Natural language region descriptions:
--- START ---

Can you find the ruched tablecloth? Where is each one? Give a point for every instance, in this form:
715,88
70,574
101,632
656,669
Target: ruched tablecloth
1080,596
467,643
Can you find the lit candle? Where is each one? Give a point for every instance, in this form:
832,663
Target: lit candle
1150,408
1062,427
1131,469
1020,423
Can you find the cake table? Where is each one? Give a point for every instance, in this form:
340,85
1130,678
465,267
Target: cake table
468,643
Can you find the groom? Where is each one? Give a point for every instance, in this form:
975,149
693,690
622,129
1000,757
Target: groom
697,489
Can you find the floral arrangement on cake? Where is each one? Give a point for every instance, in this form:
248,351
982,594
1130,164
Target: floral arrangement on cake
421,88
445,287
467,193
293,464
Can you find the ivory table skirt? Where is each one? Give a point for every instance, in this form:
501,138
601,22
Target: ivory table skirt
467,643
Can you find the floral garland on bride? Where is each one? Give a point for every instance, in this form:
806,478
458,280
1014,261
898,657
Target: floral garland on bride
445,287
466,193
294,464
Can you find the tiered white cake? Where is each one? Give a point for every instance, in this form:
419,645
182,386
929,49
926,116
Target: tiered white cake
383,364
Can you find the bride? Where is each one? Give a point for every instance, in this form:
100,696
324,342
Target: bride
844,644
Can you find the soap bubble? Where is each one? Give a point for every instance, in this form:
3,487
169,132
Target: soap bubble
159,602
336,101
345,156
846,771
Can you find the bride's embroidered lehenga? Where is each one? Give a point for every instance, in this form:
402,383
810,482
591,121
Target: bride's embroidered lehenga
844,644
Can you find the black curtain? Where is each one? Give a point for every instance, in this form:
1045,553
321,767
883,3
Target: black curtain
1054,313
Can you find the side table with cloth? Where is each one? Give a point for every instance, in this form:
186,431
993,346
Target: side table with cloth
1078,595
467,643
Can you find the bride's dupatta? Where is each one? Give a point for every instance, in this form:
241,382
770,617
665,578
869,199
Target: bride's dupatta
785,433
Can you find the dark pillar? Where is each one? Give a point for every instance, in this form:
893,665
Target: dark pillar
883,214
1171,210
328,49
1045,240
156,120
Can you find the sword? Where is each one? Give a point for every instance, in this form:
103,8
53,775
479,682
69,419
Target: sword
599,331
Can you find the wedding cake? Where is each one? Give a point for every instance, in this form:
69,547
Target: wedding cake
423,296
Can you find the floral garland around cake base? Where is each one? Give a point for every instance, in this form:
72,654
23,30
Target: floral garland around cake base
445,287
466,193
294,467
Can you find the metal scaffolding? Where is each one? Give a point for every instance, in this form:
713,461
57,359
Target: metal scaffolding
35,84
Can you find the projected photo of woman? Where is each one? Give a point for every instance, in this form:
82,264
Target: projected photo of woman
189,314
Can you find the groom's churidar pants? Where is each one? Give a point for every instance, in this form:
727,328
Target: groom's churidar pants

--- END ---

[EXERCISE PROMPT]
Find the line that contains "Target: projected photo of woman". Write out that line and every line after it through the end of the data, exactly, and nothing else.

[SOLUTION FOR THIS PROBLEM]
Target: projected photo of woman
189,314
Can you find the groom's churidar pants? Where is each one? Give a point for every instance, in this form:
727,328
Target: groom's churidar pants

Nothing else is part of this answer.